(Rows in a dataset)
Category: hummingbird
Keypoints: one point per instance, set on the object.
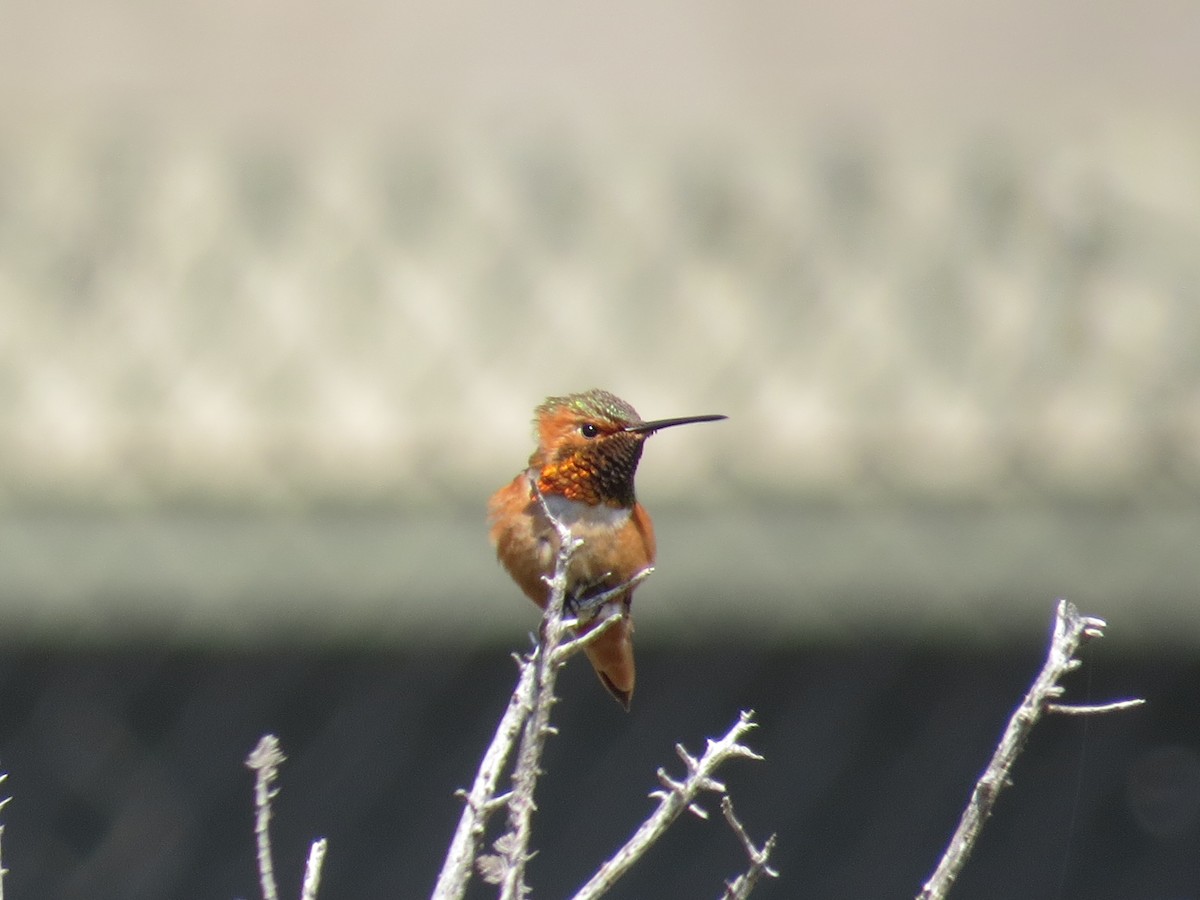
(588, 449)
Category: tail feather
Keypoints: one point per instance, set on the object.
(612, 658)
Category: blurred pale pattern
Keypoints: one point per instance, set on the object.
(372, 323)
(941, 269)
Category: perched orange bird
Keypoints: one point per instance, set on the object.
(588, 448)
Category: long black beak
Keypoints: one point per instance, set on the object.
(659, 424)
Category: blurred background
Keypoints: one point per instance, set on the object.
(280, 286)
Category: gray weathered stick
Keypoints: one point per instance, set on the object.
(1071, 630)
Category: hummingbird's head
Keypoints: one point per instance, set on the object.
(589, 444)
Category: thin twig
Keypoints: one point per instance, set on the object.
(4, 777)
(677, 797)
(1116, 706)
(265, 760)
(741, 887)
(515, 844)
(481, 802)
(312, 869)
(1069, 633)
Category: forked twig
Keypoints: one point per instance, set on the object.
(1071, 630)
(675, 797)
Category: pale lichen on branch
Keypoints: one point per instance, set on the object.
(1071, 631)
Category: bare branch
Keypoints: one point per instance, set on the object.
(569, 648)
(515, 847)
(5, 802)
(1071, 630)
(312, 869)
(677, 797)
(481, 802)
(741, 887)
(1116, 706)
(265, 760)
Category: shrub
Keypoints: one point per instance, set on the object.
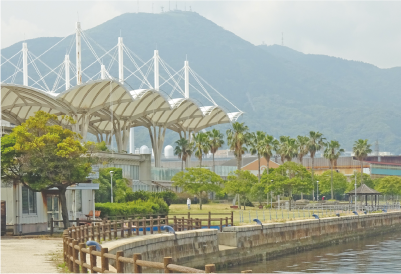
(152, 206)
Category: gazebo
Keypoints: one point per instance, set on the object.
(366, 191)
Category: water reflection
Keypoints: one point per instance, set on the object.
(375, 255)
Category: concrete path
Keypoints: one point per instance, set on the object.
(31, 256)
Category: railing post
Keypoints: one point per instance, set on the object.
(210, 268)
(82, 257)
(137, 268)
(69, 251)
(75, 257)
(144, 225)
(92, 258)
(122, 228)
(151, 225)
(166, 262)
(119, 265)
(51, 226)
(129, 227)
(103, 259)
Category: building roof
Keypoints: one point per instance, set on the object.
(94, 103)
(364, 190)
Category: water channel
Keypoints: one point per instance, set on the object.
(380, 254)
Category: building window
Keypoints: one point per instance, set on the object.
(78, 194)
(28, 201)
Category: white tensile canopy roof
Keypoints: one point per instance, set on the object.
(95, 104)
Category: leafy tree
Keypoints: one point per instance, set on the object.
(215, 142)
(332, 152)
(257, 146)
(389, 185)
(288, 179)
(315, 144)
(197, 180)
(240, 182)
(201, 144)
(237, 139)
(288, 148)
(48, 155)
(120, 185)
(328, 181)
(183, 150)
(361, 149)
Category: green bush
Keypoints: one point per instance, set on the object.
(152, 206)
(167, 196)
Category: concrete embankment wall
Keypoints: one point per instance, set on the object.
(243, 244)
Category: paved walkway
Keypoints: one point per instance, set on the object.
(31, 256)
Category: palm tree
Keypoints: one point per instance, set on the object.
(256, 146)
(269, 145)
(316, 141)
(215, 142)
(237, 139)
(332, 152)
(361, 149)
(288, 148)
(183, 150)
(201, 145)
(303, 149)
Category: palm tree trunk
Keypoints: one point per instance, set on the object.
(332, 191)
(313, 182)
(259, 168)
(213, 164)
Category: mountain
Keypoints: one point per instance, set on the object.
(281, 91)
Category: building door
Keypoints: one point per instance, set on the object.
(52, 209)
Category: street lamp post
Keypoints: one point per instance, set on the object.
(111, 184)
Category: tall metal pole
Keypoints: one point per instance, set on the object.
(131, 141)
(355, 190)
(186, 68)
(156, 69)
(102, 72)
(78, 52)
(120, 60)
(67, 72)
(25, 63)
(111, 185)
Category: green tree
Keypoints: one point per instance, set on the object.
(288, 148)
(48, 156)
(237, 139)
(315, 144)
(201, 145)
(215, 142)
(389, 185)
(288, 179)
(269, 145)
(183, 150)
(120, 185)
(361, 149)
(240, 182)
(257, 146)
(332, 152)
(337, 181)
(197, 181)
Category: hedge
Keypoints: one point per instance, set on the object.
(151, 206)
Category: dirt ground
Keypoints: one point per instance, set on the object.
(34, 256)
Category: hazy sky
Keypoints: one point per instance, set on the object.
(364, 30)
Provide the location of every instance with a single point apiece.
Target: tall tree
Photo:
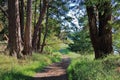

PROBLEM DETAILS |
Start at the line that has "Category: green tree" and go through the last of the rows. Write those lines out again, requests included, and leave out the pictures. Multiply each point coordinate in the answers by 2.15 and round it to a whole number, with halves going up.

IN RESPONSE |
Category: green tree
Keypoints: one point per instance, set on the object.
(619, 318)
(103, 335)
(510, 299)
(677, 310)
(432, 312)
(462, 305)
(836, 398)
(619, 385)
(578, 312)
(393, 323)
(258, 398)
(776, 320)
(516, 391)
(553, 314)
(714, 327)
(725, 389)
(424, 389)
Category: hedge
Keypoints: one point per instance, set on the object.
(325, 443)
Category: dirt ground
Keypoints: one point per instance, set on the object.
(73, 550)
Category: hazy sky
Keypoints: one point per instance, set on the object.
(783, 65)
Provide the location of every instance with a single point apiece.
Target: tall tree
Photo:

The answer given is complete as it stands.